Dataset excerpt:
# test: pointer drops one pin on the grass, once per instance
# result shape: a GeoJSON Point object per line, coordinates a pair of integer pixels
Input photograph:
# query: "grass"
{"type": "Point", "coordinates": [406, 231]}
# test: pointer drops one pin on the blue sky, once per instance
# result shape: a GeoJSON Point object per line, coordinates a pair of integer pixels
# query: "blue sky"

▸ Required work
Switch "pointer" to "locator" in the items above, then write every line out again with nothing else changed.

▸ Solution for this exercise
# test: locator drops one pin on the grass, once per instance
# result shape: a GeoJSON Point object per line, coordinates a pair of integer pixels
Input photograph:
# query: "grass"
{"type": "Point", "coordinates": [406, 231]}
# test: locator drops one pin on the blue sky, once per instance
# result shape: a GeoJSON Point object per line, coordinates a pair of integer pixels
# query: "blue sky"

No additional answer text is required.